## Problem details
Which lines in the records below contain the word "sidewalk"? Copy each one out.

(Image point grounding data)
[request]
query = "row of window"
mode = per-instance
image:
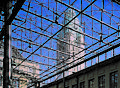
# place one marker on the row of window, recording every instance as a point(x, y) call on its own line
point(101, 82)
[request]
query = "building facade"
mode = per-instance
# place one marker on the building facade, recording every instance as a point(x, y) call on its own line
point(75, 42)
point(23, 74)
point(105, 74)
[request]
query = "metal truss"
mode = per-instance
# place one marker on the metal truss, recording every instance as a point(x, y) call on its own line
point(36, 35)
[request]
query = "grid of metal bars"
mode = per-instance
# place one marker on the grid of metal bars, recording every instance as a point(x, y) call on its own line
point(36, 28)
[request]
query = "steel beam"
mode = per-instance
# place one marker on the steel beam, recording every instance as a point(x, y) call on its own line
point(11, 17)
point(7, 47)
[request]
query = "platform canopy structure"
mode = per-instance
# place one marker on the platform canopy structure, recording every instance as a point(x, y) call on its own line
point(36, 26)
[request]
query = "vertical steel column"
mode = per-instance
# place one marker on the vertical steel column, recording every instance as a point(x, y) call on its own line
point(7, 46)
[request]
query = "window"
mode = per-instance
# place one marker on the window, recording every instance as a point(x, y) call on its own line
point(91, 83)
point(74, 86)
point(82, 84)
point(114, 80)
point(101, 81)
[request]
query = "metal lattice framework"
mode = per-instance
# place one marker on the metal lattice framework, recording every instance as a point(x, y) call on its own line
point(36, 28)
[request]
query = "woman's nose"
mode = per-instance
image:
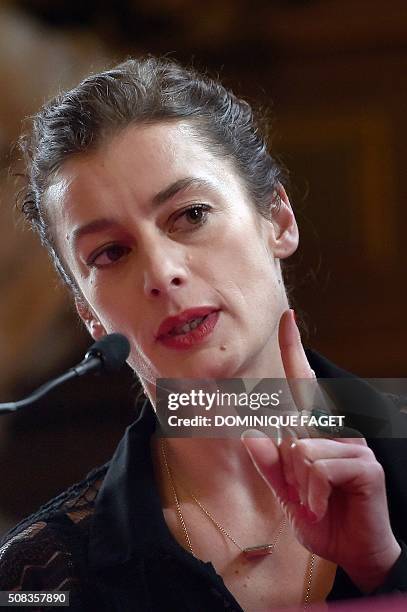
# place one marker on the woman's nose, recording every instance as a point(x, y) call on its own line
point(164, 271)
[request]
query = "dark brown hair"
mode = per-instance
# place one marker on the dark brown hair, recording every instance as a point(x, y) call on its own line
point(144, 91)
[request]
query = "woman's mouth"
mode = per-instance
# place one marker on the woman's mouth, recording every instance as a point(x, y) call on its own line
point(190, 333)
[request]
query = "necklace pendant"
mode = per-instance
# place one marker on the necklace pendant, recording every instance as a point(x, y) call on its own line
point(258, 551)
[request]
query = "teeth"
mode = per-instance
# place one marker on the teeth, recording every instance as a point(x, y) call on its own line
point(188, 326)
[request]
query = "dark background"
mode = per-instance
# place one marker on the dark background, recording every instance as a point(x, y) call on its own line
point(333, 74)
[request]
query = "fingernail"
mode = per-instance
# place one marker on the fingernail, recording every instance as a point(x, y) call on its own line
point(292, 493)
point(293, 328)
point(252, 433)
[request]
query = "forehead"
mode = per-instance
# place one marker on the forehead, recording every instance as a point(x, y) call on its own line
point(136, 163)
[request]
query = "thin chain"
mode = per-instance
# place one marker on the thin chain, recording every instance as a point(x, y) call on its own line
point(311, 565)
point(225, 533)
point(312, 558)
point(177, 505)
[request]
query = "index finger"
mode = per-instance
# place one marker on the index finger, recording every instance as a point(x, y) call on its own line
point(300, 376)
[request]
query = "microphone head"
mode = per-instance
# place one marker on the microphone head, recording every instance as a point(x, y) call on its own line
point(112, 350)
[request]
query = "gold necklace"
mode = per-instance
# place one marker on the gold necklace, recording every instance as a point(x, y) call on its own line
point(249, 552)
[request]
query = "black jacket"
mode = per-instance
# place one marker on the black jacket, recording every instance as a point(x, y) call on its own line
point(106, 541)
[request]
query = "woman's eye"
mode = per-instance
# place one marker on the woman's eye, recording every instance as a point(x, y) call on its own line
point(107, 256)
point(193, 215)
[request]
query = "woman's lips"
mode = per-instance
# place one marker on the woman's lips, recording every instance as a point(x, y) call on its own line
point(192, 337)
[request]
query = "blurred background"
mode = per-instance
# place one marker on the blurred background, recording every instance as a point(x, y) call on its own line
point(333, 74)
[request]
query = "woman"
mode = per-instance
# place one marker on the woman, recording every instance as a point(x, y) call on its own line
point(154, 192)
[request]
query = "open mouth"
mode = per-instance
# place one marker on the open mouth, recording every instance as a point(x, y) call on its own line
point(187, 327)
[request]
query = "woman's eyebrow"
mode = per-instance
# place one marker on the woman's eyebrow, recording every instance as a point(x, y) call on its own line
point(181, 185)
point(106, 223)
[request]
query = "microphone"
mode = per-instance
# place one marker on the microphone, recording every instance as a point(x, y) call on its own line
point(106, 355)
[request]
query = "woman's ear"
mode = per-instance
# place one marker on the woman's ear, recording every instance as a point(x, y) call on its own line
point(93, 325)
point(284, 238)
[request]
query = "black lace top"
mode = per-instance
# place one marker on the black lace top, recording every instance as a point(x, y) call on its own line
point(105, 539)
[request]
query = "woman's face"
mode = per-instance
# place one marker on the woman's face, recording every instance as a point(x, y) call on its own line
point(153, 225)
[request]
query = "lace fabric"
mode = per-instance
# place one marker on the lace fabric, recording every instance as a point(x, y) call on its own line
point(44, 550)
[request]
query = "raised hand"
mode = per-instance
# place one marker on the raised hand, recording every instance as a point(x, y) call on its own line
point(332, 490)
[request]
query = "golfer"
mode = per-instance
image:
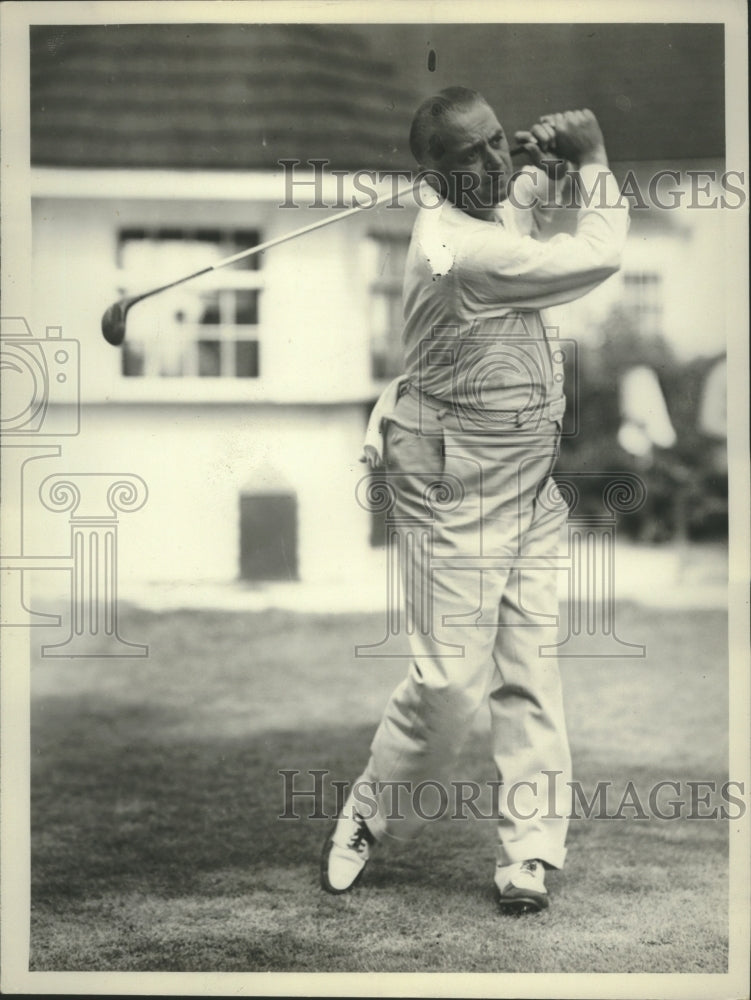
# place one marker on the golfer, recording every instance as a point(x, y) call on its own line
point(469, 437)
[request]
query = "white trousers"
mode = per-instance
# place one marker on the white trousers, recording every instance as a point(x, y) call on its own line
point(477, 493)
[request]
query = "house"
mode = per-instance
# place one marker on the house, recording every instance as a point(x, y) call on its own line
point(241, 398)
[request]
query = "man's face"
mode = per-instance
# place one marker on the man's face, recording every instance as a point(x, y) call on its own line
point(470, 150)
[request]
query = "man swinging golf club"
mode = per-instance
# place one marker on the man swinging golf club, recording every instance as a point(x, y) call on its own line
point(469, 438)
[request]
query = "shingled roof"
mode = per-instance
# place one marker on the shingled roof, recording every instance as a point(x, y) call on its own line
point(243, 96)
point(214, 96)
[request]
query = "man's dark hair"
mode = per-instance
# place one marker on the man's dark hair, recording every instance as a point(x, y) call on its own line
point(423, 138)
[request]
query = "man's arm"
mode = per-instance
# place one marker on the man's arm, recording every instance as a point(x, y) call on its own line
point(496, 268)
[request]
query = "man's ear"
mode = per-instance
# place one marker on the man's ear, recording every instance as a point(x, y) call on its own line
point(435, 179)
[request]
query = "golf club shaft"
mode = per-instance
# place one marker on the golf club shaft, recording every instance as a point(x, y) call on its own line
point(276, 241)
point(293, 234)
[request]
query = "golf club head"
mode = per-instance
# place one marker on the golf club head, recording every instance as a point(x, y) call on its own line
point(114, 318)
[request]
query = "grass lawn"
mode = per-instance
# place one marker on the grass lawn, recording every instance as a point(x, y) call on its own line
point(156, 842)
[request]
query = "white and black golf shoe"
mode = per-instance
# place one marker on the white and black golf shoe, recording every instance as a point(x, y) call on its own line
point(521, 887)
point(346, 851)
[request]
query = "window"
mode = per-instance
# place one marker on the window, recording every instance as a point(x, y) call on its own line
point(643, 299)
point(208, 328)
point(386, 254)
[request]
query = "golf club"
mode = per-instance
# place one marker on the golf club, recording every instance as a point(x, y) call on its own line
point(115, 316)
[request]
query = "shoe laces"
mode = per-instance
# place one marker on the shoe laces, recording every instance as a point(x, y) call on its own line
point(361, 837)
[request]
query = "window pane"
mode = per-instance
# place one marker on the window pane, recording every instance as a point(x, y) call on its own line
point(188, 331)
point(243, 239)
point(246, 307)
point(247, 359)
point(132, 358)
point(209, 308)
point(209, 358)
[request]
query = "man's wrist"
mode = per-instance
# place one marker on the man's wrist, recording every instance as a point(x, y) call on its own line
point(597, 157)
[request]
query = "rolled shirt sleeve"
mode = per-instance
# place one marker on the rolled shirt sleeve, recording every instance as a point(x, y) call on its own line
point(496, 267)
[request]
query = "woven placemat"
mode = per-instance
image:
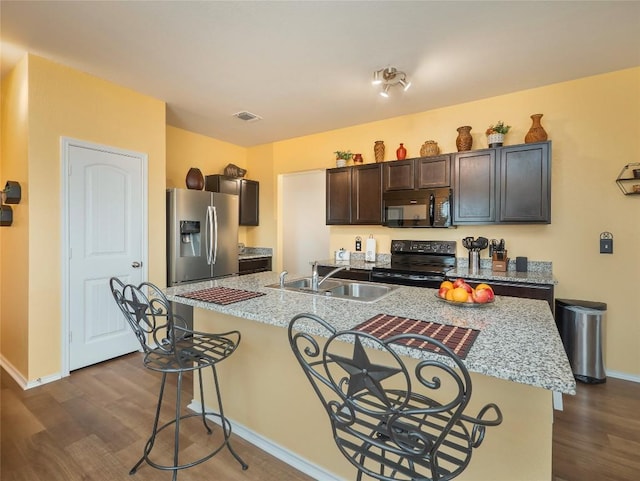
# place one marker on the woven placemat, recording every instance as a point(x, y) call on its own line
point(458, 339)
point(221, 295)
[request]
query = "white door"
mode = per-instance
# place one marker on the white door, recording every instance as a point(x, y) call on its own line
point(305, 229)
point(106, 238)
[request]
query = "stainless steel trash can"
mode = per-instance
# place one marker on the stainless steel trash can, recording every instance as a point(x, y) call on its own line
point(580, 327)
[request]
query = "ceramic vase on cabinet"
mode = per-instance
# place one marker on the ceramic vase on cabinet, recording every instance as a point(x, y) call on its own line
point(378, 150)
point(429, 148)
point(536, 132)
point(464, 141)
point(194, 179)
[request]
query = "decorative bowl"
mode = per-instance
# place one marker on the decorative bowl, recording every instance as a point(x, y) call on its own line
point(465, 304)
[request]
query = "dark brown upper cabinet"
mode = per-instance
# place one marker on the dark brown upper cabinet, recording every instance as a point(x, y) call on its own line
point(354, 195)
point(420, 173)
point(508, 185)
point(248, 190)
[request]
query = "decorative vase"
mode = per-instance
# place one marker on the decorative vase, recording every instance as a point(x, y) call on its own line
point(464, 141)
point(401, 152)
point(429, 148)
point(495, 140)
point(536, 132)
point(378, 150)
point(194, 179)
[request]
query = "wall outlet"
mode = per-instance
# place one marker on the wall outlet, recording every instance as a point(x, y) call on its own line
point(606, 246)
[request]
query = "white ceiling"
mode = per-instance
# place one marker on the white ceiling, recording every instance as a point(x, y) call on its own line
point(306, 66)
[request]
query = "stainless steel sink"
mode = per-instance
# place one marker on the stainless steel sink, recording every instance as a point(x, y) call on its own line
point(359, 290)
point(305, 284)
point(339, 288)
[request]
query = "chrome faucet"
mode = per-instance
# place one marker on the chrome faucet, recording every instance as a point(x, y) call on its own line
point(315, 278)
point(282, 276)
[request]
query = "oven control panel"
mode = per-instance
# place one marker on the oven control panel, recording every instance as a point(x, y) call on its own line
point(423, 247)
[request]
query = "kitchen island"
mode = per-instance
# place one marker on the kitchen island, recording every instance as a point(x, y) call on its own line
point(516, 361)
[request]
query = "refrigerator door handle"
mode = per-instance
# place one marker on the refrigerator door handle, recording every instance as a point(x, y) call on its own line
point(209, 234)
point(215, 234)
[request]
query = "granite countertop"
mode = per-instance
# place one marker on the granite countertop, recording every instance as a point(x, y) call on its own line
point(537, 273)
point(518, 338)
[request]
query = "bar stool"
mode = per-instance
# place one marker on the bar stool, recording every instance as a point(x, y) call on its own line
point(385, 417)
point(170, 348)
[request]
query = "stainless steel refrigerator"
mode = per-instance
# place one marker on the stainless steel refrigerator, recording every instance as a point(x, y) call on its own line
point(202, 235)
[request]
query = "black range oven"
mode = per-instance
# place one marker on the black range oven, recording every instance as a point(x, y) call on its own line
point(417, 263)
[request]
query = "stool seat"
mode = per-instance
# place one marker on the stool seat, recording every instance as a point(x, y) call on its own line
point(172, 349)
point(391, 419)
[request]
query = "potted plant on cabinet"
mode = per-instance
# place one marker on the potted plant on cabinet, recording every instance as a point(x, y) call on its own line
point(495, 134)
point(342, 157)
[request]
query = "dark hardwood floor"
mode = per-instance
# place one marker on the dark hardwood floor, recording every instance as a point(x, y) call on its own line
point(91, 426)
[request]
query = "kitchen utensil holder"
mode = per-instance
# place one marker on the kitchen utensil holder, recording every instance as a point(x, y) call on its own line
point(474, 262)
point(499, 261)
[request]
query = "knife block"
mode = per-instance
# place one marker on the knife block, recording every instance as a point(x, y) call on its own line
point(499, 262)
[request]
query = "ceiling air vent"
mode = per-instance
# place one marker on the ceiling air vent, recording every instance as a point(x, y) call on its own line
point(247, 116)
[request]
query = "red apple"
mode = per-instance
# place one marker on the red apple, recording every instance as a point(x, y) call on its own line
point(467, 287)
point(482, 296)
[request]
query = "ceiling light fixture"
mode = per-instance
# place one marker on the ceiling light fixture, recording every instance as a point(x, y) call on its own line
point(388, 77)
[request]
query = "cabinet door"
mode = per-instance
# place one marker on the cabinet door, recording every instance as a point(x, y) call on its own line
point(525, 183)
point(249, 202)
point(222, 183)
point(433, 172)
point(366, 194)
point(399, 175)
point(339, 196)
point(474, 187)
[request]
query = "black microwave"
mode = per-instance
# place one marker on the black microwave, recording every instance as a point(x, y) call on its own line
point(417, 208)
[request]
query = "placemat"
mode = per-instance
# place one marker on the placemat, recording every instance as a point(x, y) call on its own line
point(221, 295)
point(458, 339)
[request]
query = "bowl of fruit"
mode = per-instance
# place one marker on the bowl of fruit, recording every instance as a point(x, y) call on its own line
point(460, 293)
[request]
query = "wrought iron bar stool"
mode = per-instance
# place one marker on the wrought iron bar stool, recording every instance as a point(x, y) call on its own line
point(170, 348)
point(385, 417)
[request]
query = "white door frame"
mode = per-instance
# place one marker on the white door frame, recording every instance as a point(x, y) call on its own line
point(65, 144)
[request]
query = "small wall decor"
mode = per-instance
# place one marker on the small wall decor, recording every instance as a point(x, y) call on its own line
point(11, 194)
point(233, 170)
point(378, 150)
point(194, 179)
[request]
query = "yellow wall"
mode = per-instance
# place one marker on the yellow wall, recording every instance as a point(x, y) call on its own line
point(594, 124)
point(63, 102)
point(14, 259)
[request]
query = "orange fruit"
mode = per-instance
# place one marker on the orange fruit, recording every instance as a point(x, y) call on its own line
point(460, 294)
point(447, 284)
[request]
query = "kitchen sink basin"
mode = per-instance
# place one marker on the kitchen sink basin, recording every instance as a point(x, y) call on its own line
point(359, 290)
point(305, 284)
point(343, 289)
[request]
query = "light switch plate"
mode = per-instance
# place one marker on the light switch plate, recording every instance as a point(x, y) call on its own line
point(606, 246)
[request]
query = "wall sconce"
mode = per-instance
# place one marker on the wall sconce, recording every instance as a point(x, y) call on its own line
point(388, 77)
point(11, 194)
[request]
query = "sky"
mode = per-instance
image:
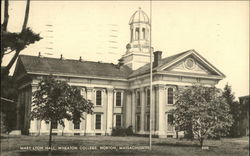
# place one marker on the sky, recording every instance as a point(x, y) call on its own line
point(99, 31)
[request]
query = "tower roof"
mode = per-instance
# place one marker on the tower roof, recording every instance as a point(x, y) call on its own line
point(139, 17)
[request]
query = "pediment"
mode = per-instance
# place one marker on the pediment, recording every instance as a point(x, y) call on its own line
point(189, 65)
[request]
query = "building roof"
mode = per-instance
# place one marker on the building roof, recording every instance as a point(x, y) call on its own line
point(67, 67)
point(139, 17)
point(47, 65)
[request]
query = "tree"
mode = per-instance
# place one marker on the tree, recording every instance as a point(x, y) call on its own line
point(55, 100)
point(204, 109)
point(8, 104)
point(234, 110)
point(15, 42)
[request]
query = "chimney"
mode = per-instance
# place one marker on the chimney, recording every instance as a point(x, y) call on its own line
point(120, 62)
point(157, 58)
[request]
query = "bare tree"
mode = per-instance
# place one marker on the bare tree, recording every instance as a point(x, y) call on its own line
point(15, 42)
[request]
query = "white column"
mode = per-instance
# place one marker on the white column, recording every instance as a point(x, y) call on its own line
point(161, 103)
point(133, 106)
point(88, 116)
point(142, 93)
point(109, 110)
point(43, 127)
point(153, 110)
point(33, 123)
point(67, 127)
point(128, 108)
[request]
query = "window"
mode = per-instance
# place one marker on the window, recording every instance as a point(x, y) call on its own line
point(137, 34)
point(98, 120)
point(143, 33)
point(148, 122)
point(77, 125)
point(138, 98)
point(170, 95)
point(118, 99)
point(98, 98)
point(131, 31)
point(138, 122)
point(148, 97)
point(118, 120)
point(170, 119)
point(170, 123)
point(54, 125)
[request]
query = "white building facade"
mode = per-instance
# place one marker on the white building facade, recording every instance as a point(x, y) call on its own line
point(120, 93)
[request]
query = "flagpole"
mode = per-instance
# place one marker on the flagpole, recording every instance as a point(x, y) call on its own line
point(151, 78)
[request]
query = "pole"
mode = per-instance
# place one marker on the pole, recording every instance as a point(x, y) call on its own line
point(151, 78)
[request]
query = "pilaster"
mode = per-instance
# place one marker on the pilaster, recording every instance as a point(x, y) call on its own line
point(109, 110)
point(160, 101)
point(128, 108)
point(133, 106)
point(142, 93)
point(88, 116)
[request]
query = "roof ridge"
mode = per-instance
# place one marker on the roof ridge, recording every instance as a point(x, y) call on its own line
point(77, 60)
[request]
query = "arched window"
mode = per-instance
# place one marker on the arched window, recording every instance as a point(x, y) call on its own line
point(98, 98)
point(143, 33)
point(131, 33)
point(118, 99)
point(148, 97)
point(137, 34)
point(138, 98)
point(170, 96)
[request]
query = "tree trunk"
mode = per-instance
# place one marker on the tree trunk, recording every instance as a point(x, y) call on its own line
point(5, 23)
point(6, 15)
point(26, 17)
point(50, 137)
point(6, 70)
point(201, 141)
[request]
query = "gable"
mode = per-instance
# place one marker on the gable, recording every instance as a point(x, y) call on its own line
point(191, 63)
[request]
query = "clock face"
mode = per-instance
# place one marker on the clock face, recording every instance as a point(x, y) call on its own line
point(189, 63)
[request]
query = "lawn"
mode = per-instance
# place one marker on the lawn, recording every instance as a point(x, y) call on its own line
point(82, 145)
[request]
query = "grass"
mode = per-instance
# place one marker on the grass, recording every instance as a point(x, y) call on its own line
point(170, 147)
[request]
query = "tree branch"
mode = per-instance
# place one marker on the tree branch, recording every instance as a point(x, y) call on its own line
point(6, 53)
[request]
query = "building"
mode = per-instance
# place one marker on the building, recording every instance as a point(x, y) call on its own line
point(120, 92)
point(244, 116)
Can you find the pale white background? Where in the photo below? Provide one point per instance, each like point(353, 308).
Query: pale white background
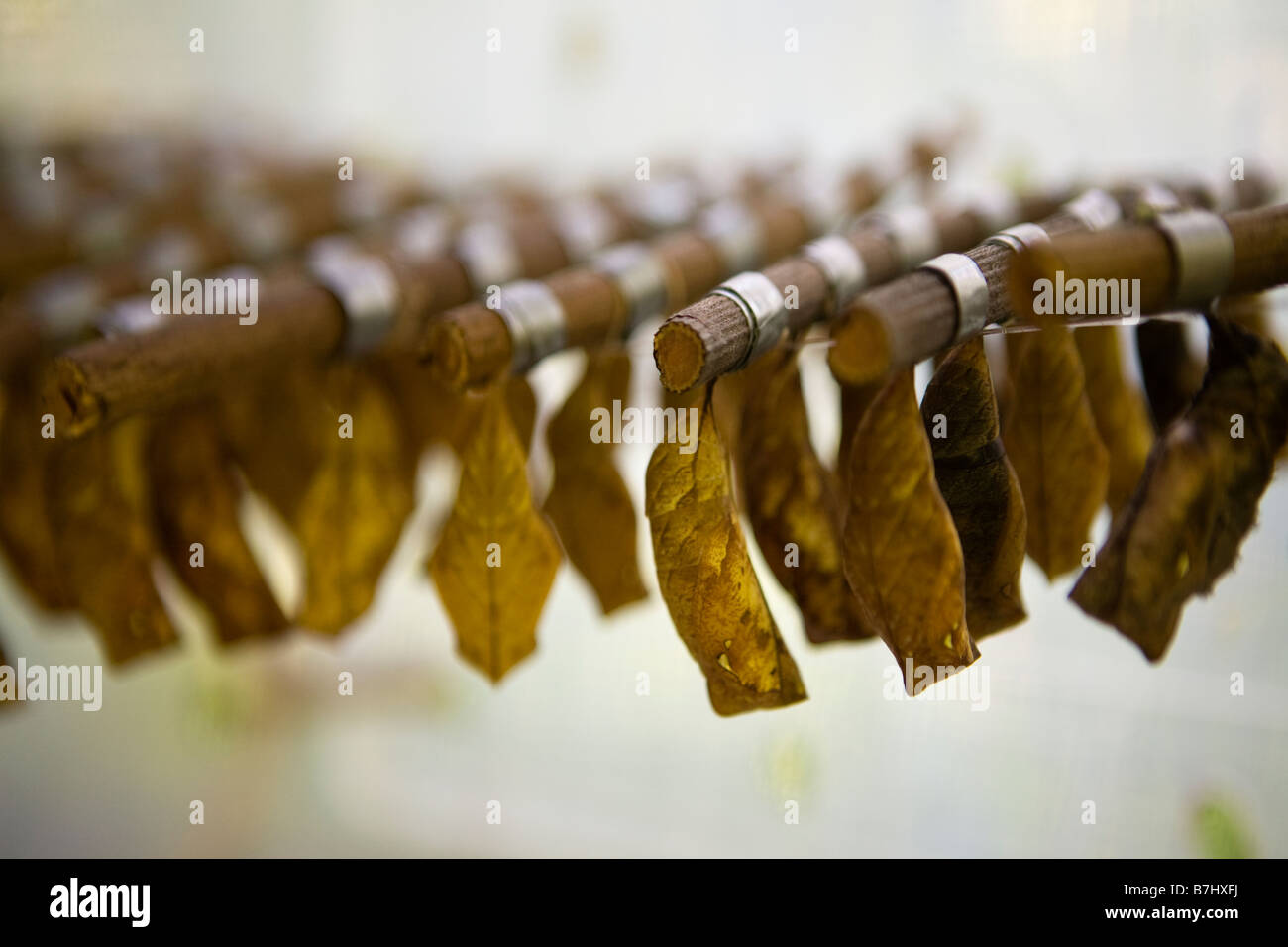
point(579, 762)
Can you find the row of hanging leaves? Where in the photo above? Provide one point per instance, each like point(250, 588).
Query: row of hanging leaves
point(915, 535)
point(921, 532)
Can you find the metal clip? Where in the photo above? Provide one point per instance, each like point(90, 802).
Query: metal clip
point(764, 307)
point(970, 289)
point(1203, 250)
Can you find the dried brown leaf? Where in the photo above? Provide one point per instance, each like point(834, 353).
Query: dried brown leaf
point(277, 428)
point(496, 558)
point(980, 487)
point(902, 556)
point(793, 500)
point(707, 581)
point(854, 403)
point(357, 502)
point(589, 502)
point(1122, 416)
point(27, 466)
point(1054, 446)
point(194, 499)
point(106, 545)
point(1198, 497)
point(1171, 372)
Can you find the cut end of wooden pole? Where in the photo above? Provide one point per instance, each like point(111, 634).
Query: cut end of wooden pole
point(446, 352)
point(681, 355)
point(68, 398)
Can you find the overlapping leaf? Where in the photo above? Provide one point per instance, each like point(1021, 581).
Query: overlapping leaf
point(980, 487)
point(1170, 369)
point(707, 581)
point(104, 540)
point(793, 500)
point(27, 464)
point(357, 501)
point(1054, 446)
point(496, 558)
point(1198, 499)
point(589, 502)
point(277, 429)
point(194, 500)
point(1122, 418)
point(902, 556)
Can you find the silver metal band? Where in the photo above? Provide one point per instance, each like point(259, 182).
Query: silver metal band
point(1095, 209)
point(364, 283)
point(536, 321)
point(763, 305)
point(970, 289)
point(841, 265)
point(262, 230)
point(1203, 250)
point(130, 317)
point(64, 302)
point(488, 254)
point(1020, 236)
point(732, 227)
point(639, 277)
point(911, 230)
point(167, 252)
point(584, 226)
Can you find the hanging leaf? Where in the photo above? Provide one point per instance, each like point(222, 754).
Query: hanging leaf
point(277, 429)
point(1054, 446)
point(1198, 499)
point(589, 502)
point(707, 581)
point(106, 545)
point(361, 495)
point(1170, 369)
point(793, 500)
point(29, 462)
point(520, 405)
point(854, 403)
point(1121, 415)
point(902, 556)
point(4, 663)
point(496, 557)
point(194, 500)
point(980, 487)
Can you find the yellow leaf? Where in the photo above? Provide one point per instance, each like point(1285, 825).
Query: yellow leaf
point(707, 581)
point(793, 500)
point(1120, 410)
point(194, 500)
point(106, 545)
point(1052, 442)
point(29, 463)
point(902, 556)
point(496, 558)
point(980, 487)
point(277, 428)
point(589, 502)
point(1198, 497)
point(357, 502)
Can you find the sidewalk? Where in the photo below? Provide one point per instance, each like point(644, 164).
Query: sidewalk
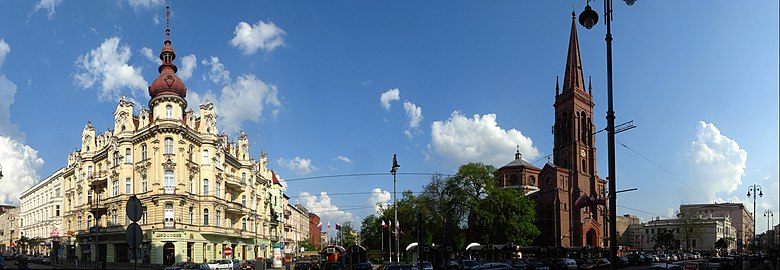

## Exercise solution
Can you find the sidewalk? Where in the photo below? Provide one point per instance, each like point(644, 164).
Query: sidewalk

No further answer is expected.